EXTRAIT CHOISI:
# # # #

CONCERT – Le Grand Théâtre de Provence accueille, pour le spectacle vivant, le duo chambriste entre des solistes d’exception, Renaud Capuçon et Kit Armstrong, dont l’enregistrement au disque implique une complicité construite au long cours.
Passé re-composé
Le geste de programmation est essentiel dans un événement qui veut faire collection, en répartissant en quatre concerts, du 29 septembre au 1er octobre, à Aix-en-Provence, les 16 sonates pour violon les plus abouties de Mozart. De fait, les solistes ont fait le choix de partir de la Sonate en Ut majeur, K.296, soit la numéro 17, sur les 42 opus signés par le compositeur.
L’ordre subtil qui fait se succéder, souvent par pair, les pièces du corpus, relève d’un agencement voulu, pensé et mesuré, qui exprime le lien formel et expressif dont les deux artistes veulent rendre témoignage. Parentés et évolutions de style sont appréhendées depuis un regard d’interprètes, soumettant à l’épreuve de l’écoute, la cohérence et la grâce de l’œuvre. Une fine cartographie est tracée, qui peut s’autoriser des sauts chronologiques comme des retours en arrière, pour rendre cette intégrale encore plus vivante et intelligible.
Quelques pièces-phare émergent de ce continuum, témoignant des influences, des humeurs et des recherches du compositeur : la Sonate K 303 pour ses variations de timbre comme autant de voix d’un opéra bouffe ; la grâce mélodique de la K 304 ; la curiosité d’une œuvre virtuose écrite pour un violoniste « débutant » avec la K 547 ; l’esprit du concerto avec la K 378 ; celui du Sturm und Drang de la K 305 ; le travail du motif de la K 306 ; la plainte expressive de la K 377 ; enfin le lyrisme véhément de la K 481.

# # # #

CONSIGNE 1: Dans les enregistrements, reprenez s'il vous plaît les lignes qui vont de celle contenant « In the photo above, where can the headphone » jusqu'à la fin, en remplaçant « woman's knee » par « woman's elbow » sans rien modifier d'autre.

ENREGISTREMENTS PRÉSENTÉS:

# # # #

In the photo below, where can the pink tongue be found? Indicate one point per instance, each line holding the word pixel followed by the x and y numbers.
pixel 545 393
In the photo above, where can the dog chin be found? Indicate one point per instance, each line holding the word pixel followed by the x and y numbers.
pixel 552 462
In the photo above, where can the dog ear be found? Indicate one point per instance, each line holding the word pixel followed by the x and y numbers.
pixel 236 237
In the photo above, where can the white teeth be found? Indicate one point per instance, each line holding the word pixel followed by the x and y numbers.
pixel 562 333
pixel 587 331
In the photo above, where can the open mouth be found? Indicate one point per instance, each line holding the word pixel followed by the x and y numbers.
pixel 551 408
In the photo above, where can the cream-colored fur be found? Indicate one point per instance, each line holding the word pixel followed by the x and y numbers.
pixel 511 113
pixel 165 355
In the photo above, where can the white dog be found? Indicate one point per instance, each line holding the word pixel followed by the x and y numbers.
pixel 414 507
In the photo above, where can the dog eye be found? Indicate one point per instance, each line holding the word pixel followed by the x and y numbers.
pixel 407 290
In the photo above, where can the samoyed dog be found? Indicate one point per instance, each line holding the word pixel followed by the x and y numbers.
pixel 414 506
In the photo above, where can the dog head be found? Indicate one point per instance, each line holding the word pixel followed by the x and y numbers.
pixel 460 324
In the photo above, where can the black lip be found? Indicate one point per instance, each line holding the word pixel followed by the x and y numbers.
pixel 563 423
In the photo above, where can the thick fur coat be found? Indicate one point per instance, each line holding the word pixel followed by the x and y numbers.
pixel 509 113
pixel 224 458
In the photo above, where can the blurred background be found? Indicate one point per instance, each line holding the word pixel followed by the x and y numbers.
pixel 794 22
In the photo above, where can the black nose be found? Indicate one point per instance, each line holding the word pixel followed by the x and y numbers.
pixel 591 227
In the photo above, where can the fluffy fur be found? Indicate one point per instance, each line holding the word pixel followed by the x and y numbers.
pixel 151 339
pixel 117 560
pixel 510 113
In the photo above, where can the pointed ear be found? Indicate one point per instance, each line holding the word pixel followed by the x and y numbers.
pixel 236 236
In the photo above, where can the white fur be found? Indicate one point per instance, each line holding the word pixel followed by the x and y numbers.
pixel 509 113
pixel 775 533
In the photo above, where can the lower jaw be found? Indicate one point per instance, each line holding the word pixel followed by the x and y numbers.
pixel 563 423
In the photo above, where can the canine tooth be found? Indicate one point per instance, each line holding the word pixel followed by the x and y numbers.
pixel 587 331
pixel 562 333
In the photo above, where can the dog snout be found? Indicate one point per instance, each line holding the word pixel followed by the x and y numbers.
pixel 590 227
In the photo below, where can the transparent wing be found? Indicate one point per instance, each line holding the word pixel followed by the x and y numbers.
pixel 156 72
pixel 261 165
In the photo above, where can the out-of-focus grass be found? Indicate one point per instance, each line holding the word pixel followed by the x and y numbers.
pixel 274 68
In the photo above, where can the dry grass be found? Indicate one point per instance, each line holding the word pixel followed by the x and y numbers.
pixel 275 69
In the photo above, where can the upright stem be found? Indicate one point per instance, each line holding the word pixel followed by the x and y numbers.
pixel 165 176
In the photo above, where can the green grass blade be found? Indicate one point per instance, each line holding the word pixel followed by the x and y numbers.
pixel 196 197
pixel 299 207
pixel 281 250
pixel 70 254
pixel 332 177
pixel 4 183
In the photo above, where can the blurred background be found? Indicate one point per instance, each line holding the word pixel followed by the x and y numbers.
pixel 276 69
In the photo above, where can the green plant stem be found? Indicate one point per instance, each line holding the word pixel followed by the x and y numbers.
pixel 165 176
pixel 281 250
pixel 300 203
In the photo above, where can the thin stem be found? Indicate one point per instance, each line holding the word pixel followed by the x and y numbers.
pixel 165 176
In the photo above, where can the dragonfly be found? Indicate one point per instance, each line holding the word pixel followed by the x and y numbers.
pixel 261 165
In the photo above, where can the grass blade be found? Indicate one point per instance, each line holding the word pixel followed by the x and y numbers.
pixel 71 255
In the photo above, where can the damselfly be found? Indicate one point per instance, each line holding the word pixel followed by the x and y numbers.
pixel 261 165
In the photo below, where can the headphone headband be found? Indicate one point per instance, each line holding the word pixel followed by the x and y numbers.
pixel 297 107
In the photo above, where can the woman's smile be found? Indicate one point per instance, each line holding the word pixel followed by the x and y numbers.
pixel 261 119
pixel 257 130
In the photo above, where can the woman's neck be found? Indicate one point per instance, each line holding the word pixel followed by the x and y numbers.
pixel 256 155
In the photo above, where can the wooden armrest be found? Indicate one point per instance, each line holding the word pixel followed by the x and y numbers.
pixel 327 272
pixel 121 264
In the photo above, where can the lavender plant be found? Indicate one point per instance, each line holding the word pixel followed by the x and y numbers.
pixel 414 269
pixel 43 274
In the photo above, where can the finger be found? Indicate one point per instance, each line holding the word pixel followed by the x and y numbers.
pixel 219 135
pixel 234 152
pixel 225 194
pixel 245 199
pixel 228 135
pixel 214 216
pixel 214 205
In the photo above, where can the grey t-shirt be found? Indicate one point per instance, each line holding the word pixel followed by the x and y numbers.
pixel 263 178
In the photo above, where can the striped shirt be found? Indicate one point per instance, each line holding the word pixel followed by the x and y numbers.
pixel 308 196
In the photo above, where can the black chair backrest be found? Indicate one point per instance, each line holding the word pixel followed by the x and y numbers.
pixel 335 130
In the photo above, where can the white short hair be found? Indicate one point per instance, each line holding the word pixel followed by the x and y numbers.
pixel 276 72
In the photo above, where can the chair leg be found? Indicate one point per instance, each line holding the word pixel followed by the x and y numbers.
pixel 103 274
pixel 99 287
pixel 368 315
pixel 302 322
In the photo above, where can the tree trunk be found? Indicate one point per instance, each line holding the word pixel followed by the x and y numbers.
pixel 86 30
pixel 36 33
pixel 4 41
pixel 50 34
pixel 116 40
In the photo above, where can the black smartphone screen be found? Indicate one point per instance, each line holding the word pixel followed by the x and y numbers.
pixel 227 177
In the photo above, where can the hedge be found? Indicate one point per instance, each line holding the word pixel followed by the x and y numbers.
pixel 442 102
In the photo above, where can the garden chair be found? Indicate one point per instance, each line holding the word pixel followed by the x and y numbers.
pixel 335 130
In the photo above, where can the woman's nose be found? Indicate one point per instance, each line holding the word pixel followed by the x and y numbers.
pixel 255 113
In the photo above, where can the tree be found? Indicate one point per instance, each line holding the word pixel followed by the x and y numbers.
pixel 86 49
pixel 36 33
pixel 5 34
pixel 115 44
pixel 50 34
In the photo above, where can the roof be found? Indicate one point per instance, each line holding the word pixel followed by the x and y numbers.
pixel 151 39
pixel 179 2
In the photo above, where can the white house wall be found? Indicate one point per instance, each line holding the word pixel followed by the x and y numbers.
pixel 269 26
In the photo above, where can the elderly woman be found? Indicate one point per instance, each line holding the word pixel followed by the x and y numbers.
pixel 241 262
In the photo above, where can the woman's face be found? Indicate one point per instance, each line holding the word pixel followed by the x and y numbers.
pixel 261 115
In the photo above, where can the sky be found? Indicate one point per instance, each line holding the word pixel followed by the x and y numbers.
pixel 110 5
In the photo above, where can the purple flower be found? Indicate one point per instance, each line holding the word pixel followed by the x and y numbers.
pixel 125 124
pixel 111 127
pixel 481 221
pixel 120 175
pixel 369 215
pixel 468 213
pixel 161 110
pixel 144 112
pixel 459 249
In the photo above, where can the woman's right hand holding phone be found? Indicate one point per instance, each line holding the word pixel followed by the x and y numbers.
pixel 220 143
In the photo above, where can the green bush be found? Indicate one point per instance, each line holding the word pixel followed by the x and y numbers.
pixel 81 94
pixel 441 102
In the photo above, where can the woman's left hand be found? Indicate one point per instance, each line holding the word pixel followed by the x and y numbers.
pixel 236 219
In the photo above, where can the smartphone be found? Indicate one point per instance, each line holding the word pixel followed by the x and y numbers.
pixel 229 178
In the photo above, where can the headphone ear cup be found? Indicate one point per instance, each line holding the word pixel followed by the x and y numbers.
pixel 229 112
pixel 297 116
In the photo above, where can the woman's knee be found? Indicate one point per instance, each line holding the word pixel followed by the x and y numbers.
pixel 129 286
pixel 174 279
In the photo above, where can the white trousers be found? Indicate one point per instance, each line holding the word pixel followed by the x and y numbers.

# # # #

CONSIGNE 2: Prolongez la critique du concert consacré aux sonates pour violon de Mozart à partir de sa dernière phrase.

RÉPONSE FINALE 1:
In the photo above, where can the headphone ear cup be found? Indicate one point per instance, each line holding the word pixel followed by the x and y numbers.
pixel 229 112
pixel 297 116
In the photo above, where can the woman's elbow be found? Indicate one point per instance, each line holding the word pixel followed by the x and y numbers.
pixel 129 286
pixel 174 279
In the photo above, where can the white trousers be found? Indicate one point per instance, each line holding the word pixel followed by the x and y numbers.

RÉPONSE FINALE 2:
Sur la forme : un esprit sain
Le travail mutuel des deux solistes consiste, avec un naturel que seul un travail attentif et long peut produire, à rendre perceptible ce que représente pour Mozart, le genre intime de la sonate en duo : un laboratoire de la forme. Une des dimensions principales que les interprètes s’emploient à restituer, admirablement, est cette forme sonate, approchée, expérimentée, travaillée par le dialogue égalitaire entre le violon et le piano. La relation soliste/accompagnant appartient au passé, et c’est l’échange cohérent entre les deux protagonistes qui commande désormais l’écriture.
Renaud Capuçon parvient, de manière saisissante, à jouer devant ou derrière la partie de piano – sans bien sûr changer de place…- en ajustant le timbre de son instrument à la fonction de sa partie, tandis que le pianiste, à ce moment-là, tend son oreille droite en direction de son partenaire.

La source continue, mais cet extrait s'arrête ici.